> [Task to carry out]
Top to bottom, every record is to be copied word for word.

━━━ Data shown ━━━

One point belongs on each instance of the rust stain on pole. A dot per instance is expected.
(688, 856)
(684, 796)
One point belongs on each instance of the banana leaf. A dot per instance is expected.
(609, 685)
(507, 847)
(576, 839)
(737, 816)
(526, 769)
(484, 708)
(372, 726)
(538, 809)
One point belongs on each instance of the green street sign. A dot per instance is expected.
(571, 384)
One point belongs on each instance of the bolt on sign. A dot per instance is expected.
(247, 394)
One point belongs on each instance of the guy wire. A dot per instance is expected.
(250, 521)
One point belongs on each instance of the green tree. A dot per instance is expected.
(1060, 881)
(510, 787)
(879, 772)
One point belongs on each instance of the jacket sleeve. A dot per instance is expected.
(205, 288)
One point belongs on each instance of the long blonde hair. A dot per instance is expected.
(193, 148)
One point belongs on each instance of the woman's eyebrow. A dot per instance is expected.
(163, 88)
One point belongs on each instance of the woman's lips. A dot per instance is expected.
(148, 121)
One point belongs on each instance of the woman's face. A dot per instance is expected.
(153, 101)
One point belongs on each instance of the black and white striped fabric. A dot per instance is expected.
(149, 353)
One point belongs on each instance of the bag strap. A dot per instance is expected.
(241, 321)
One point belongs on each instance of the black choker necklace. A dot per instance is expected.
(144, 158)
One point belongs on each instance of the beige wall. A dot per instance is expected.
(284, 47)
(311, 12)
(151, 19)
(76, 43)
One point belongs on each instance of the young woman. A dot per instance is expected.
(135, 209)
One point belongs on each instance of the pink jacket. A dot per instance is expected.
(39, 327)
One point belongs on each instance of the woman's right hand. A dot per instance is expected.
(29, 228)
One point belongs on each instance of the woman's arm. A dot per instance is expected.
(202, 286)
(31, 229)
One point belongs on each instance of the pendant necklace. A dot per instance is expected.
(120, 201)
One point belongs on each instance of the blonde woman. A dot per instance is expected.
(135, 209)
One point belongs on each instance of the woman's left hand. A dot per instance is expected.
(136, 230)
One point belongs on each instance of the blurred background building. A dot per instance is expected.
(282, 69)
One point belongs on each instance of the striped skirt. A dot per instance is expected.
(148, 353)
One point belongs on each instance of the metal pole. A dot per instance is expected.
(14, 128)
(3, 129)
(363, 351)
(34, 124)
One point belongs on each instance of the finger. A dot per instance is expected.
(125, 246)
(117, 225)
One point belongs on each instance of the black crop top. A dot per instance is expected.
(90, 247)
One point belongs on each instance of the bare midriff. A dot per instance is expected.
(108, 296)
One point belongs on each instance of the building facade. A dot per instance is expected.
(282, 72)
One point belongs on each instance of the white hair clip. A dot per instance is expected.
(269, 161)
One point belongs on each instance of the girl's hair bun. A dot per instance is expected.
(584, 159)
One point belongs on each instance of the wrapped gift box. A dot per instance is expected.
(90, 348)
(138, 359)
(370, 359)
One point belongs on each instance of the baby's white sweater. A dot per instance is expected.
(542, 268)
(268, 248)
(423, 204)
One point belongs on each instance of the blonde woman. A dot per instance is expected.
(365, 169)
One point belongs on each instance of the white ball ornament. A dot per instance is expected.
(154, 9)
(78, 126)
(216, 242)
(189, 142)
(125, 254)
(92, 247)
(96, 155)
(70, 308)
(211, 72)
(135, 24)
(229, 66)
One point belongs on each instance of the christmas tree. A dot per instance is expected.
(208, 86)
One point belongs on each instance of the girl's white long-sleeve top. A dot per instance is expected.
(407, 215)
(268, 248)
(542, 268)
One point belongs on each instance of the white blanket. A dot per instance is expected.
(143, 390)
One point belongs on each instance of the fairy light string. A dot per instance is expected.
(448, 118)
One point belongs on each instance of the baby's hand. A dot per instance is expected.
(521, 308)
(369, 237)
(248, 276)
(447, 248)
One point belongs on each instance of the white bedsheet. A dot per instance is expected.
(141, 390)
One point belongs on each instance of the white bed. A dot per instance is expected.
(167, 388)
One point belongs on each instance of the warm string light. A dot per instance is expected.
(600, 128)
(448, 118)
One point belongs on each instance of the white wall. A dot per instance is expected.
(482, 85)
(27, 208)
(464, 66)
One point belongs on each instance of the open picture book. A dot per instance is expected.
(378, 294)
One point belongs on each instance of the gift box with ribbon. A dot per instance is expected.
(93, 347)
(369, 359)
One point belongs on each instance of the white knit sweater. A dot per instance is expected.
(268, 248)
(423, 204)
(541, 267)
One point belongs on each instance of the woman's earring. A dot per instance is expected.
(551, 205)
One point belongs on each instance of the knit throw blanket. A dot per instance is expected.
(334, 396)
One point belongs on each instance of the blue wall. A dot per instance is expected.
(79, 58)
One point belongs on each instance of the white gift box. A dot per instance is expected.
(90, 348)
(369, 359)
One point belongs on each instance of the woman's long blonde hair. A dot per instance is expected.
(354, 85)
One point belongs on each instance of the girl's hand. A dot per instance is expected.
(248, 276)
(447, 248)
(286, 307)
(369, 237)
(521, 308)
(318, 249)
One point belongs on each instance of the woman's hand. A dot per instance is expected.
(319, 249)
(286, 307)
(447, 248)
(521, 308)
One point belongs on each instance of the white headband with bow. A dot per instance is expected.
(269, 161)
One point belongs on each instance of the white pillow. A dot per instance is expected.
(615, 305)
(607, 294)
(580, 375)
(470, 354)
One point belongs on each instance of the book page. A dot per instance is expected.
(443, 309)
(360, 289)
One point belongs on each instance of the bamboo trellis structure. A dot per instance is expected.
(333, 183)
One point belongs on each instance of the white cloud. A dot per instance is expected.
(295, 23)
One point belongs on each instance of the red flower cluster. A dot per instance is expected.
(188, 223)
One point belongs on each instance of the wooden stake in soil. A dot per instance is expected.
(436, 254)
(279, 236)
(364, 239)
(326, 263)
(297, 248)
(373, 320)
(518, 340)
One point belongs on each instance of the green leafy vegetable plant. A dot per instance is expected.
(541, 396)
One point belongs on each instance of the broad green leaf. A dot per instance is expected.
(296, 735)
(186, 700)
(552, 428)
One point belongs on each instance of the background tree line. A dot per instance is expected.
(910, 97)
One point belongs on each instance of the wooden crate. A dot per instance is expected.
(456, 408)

━━━

> [Exercise solution]
One point belongs on each instance of the rust stain on pole. A dot per instance is expected.
(688, 856)
(684, 796)
One point belongs on each instance of the banana leaf. A dot per instance is expected.
(609, 685)
(507, 847)
(576, 839)
(737, 816)
(526, 769)
(484, 708)
(372, 726)
(538, 809)
One point belongs on each instance of the green street sign. A dot per instance is expected.
(571, 384)
One point belongs on each instance of the bolt on sign. A dot per instance is expected.
(247, 394)
One point belongs on each instance of the guy wire. A dot per instance is expected.
(250, 521)
One point belongs on each instance of the green tree. A dot per instance is expected.
(1060, 881)
(510, 787)
(879, 772)
One point belongs on each instance of the jacket sleeve. A dot per instance is expected.
(205, 288)
One point belongs on each instance of the long blonde hair. A dot per instance is expected.
(193, 148)
One point belongs on each instance of the woman's eyebrow. A dot per instance is expected.
(163, 88)
One point belongs on each instance of the woman's lips. A dot per instance is expected.
(148, 121)
One point belongs on each instance of the woman's face. A dot per instance is expected.
(153, 101)
One point belongs on each instance of the black and white striped fabric. A dot per instance is expected.
(149, 353)
One point belongs on each instance of the bag strap. A dot per instance is expected.
(241, 321)
One point belongs on each instance of the black choker necklace. A dot per instance is expected.
(144, 158)
One point belongs on each instance of the beige wall. A dot per instance is expected.
(284, 47)
(311, 12)
(151, 19)
(76, 43)
One point belongs on each instance of the young woman. A dot per instance is expected.
(135, 209)
One point belongs on each instance of the pink jacket. A dot per instance is expected.
(39, 327)
One point belongs on each instance of the woman's right hand. A dot per instance is expected.
(29, 228)
One point belongs on each instance of the woman's arm. A dot per instance is expected.
(202, 286)
(31, 229)
One point belongs on each instance of the pendant necklace. A dot per instance is expected.
(120, 201)
One point belongs on each instance of the blonde woman. A dot per instance is expected.
(135, 209)
One point belongs on each instance of the woman's left hand. A dot per instance is expected.
(136, 230)
One point belongs on each instance of the blurred background building. A dot per instance is expected.
(282, 69)
One point belongs on each instance of the striped skirt. A dot per instance is expected.
(148, 353)
One point belongs on each instance of the metal pole. A dot per instance is expected.
(14, 128)
(3, 129)
(363, 351)
(34, 124)
One point belongs on each instance of the finger. A dot per instance is expected.
(125, 246)
(117, 225)
One point belongs on each instance of the black crop top. A dot per instance is expected.
(90, 247)
One point belongs on each instance of the bare midriff. A dot per instance is expected.
(108, 296)
One point belongs on each instance of the building facade. A dot per instance is expected.
(282, 72)
One point belongs on each instance of the white hair clip. A dot per instance is expected.
(269, 161)
One point belongs on each instance of the girl's hair bun. A dot per instance is expected.
(584, 159)
One point belongs on each instance of the wrapped gift box. A dot per instance is expected.
(90, 348)
(138, 359)
(370, 359)
One point belongs on each instance of the baby's white sweater. A dot per instance is expected.
(542, 268)
(268, 248)
(423, 204)
One point belongs on each instance of the blonde woman. A dot per instance is expected.
(365, 169)
One point belongs on each instance of the white ball ornament. A dot per instance is expected.
(154, 9)
(78, 126)
(216, 242)
(189, 142)
(125, 254)
(92, 247)
(96, 155)
(70, 308)
(211, 72)
(135, 24)
(229, 66)
One point belongs on each instance of the christmas tree. A dot per instance is expected.
(208, 86)
One point belongs on each instance of the girl's white long-sleeve top. A dot per instance is expected.
(407, 215)
(268, 248)
(542, 268)
One point belongs on each instance of the white blanket. A dot per instance is expected.
(143, 390)
One point belongs on each instance of the fairy light string. A dot per instance is expected.
(448, 118)
One point belongs on each instance of the baby's hand. A dot per instance is expected.
(521, 308)
(369, 237)
(248, 276)
(447, 248)
One point belongs on each instance of the white bedsheet. A dot per instance is expected.
(141, 390)
One point belongs on each instance of the white bed. A dot per instance is expected.
(167, 388)
One point belongs on each instance of the warm string light. A dot per instance is expected.
(600, 128)
(448, 118)
One point belongs on each instance of the white wall. A dot per instance is expected.
(482, 85)
(27, 208)
(464, 66)
One point belongs on each instance of the open picture book. A dot per instance is expected.
(378, 294)
One point belongs on each instance of the gift box with ribbon. A dot per instance is expected.
(93, 347)
(369, 359)
One point belongs on each instance of the white knit sweater. A dot per instance is expected.
(268, 248)
(423, 204)
(541, 267)
One point belongs on each instance of the woman's earring. A dot per instance is expected.
(551, 205)
One point belongs on each instance of the knit throw blanket. A dot per instance is expected.
(334, 396)
One point belongs on each instance of the blue wall. A dot per instance is expected.
(79, 58)
One point belongs on each instance of the white gift box. A dot per instance is expected.
(90, 348)
(369, 359)
One point belongs on each instance of the woman's long blonde hair. A dot per instance is expected.
(354, 85)
One point belongs on each instance of the girl's hand. A dot per instance is expected.
(248, 276)
(447, 248)
(286, 307)
(369, 237)
(521, 308)
(318, 249)
One point belongs on each instance of the woman's hand. A dot per instance is expected.
(319, 249)
(286, 307)
(447, 248)
(521, 308)
One point belongs on each instance of the white headband with bow. A dot per instance is expected.
(269, 161)
One point belongs on each instance of the white pillow. A dot per instance is expected.
(615, 305)
(607, 294)
(580, 375)
(470, 354)
One point belongs on each instance of the book page. A dot per instance is expected.
(443, 309)
(360, 289)
One point belongs on each instance of the bamboo trellis structure. A dot per instance is expected.
(333, 183)
One point belongs on each instance of the white cloud. A dot per instance is expected.
(295, 23)
One point belongs on each instance of the red flower cluster. A dot per instance is expected.
(188, 223)
One point belongs on each instance of the wooden stake in soil. A dot per instance is expected.
(436, 254)
(279, 236)
(364, 239)
(326, 263)
(297, 248)
(373, 320)
(518, 340)
One point belongs on each instance of the green leafy vegetable plant. A dot per instance is expected.
(541, 396)
One point belongs on each instance of the broad green leaf. A dot per instance is expected.
(296, 735)
(186, 700)
(552, 428)
One point belongs on each instance of the background tree line. A dot per instance is expected.
(910, 97)
One point belongs on each instance of the wooden crate. A dot per instance is expected.
(456, 408)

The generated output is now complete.